╔══

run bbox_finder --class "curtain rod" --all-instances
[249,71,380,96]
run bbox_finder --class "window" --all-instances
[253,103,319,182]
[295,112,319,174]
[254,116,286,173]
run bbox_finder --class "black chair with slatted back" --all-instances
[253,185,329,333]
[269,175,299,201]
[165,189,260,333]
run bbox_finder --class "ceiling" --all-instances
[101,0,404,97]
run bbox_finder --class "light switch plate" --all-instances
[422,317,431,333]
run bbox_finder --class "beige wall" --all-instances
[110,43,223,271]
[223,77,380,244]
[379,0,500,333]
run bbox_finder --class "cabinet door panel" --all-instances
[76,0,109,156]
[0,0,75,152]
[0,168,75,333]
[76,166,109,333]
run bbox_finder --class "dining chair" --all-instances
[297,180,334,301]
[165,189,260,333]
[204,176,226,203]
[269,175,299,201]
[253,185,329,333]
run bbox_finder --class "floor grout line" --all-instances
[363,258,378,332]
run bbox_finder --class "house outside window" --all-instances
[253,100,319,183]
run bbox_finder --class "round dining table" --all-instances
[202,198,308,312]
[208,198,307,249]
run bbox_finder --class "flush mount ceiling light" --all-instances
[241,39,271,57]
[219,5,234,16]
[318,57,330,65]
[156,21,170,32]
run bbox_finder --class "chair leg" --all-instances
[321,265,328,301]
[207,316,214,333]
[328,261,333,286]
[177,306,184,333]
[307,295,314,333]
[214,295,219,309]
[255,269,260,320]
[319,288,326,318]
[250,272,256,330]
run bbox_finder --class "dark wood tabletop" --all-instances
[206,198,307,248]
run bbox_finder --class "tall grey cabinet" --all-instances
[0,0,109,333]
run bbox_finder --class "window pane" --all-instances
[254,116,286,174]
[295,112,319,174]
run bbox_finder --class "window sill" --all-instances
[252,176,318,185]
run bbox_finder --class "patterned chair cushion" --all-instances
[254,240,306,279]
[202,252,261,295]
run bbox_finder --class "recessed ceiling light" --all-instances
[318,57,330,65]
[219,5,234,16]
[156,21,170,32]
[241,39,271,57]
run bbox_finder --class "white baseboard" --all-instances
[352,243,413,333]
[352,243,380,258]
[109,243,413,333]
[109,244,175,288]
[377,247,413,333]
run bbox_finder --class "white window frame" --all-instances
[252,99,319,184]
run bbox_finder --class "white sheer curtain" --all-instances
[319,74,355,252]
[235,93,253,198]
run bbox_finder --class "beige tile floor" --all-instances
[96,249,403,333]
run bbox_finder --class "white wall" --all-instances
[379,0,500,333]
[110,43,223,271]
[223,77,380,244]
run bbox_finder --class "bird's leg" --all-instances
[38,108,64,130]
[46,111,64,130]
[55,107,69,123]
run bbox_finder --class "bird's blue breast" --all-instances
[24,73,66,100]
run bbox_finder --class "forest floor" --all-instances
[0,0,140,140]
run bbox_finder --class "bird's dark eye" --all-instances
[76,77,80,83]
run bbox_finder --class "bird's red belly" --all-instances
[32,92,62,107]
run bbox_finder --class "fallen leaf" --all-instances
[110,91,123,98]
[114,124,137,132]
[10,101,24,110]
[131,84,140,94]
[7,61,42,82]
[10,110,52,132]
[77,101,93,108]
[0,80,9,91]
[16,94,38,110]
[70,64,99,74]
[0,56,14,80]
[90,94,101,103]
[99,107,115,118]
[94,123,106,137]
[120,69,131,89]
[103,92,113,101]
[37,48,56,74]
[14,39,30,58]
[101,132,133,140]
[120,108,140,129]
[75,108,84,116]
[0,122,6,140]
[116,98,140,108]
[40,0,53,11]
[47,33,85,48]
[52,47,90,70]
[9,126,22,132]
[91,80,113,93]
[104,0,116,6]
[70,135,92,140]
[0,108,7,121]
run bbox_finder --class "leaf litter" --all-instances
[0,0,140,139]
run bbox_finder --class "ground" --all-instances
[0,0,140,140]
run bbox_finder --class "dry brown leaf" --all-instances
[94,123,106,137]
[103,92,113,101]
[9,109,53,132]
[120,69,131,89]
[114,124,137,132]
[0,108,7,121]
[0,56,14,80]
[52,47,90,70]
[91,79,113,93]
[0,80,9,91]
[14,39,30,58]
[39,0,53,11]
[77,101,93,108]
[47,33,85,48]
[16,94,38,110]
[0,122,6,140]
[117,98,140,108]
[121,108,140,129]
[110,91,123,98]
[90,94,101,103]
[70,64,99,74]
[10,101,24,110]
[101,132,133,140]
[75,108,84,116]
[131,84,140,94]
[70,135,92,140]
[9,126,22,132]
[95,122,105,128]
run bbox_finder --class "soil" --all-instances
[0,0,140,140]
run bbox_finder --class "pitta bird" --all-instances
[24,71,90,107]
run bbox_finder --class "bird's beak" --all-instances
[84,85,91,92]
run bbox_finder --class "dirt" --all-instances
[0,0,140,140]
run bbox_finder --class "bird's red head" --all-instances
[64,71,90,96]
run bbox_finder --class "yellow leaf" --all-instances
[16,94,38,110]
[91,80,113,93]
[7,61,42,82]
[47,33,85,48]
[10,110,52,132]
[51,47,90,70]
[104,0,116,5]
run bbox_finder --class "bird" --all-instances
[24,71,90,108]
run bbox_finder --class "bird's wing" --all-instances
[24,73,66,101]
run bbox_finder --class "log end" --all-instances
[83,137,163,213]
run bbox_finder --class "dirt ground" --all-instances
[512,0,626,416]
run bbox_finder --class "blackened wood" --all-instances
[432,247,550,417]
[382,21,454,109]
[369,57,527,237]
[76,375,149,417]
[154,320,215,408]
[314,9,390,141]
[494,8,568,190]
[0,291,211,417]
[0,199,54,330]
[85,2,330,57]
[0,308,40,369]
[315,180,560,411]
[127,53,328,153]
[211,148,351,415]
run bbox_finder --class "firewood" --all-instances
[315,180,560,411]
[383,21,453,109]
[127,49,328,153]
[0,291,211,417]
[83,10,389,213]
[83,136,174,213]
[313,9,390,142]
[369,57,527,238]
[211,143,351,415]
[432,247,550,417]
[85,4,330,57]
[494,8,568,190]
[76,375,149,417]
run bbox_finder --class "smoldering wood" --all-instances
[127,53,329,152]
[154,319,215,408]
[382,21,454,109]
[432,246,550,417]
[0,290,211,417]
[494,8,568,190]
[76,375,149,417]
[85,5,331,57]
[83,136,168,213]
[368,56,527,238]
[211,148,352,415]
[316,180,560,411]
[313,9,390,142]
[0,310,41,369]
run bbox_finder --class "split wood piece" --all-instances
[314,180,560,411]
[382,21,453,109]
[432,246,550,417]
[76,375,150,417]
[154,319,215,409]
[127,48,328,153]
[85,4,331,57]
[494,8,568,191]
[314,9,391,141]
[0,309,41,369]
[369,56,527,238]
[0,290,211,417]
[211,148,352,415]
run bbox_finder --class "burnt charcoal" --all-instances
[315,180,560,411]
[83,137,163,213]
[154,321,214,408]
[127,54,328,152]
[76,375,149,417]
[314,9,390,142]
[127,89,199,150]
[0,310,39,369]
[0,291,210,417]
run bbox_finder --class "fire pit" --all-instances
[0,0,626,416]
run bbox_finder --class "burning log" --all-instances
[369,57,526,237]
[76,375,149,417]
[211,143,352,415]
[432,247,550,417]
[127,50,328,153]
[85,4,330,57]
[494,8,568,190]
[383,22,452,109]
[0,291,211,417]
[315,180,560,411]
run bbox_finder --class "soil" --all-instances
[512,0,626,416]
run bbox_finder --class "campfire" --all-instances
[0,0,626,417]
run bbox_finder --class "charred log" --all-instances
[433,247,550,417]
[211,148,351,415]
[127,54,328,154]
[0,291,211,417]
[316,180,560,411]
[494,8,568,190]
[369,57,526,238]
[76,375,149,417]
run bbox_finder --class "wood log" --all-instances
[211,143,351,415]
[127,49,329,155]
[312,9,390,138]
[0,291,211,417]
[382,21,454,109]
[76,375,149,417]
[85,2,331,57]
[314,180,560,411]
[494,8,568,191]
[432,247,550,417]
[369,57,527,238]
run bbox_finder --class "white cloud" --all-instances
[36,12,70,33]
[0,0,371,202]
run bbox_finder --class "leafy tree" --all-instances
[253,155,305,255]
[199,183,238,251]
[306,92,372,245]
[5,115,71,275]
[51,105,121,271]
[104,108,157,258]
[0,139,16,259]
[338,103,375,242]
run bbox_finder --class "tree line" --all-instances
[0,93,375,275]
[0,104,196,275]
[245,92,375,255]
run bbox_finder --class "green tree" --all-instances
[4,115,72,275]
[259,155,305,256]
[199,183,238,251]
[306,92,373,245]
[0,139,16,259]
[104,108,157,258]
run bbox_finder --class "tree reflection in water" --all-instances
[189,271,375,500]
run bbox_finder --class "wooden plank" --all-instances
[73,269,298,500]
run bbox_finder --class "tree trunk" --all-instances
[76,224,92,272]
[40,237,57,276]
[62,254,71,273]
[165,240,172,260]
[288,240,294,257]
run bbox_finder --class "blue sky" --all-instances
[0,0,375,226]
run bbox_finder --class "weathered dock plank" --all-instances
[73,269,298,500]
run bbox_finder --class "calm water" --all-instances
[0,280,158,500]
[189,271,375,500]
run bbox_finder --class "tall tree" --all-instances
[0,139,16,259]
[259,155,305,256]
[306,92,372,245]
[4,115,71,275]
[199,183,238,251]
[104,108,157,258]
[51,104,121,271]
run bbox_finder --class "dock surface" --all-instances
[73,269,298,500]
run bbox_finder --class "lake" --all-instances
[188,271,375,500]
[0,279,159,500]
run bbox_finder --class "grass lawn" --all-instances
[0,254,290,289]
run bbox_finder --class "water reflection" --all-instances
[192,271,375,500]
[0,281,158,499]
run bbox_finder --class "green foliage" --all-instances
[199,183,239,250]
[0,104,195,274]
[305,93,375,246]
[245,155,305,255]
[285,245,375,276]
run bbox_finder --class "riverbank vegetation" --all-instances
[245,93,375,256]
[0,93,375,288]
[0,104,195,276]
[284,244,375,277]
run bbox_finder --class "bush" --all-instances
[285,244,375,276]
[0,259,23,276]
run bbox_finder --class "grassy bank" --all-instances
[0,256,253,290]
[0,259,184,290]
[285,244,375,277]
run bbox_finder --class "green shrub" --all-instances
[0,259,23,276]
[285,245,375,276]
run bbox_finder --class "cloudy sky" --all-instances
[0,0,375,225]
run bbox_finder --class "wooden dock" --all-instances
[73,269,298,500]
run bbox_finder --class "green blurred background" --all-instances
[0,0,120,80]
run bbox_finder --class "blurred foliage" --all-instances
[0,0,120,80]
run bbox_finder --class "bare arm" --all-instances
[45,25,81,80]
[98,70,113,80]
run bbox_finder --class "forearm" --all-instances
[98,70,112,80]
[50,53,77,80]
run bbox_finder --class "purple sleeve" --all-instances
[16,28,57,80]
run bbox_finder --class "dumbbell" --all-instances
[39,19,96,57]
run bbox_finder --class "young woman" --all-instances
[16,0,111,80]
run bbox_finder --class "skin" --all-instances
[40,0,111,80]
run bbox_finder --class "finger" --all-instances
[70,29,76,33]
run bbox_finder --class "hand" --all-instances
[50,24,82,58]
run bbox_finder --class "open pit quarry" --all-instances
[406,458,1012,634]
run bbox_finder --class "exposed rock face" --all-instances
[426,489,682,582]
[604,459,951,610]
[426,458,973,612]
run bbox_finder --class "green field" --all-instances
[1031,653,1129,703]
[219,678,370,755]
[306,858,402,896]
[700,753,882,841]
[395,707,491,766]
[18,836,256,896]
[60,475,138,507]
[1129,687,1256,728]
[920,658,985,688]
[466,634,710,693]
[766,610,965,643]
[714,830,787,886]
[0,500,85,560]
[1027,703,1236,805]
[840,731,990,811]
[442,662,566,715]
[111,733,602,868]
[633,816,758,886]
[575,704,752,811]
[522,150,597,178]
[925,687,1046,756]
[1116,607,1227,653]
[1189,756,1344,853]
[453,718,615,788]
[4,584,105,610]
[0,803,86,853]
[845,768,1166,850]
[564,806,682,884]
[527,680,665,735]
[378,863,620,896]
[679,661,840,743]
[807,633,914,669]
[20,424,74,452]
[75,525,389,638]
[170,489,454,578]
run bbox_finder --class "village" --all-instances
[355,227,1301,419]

╚══

_What the exercise asks:_ Pull out every line of the material that contains the string "water", treating uppercase and lowercase letters as different.

_Finished answer:_
run bbox_finder --class "tree reflection in water" --all-instances
run bbox_finder --class "calm water" --all-instances
run bbox_finder --class "water reflection" --all-instances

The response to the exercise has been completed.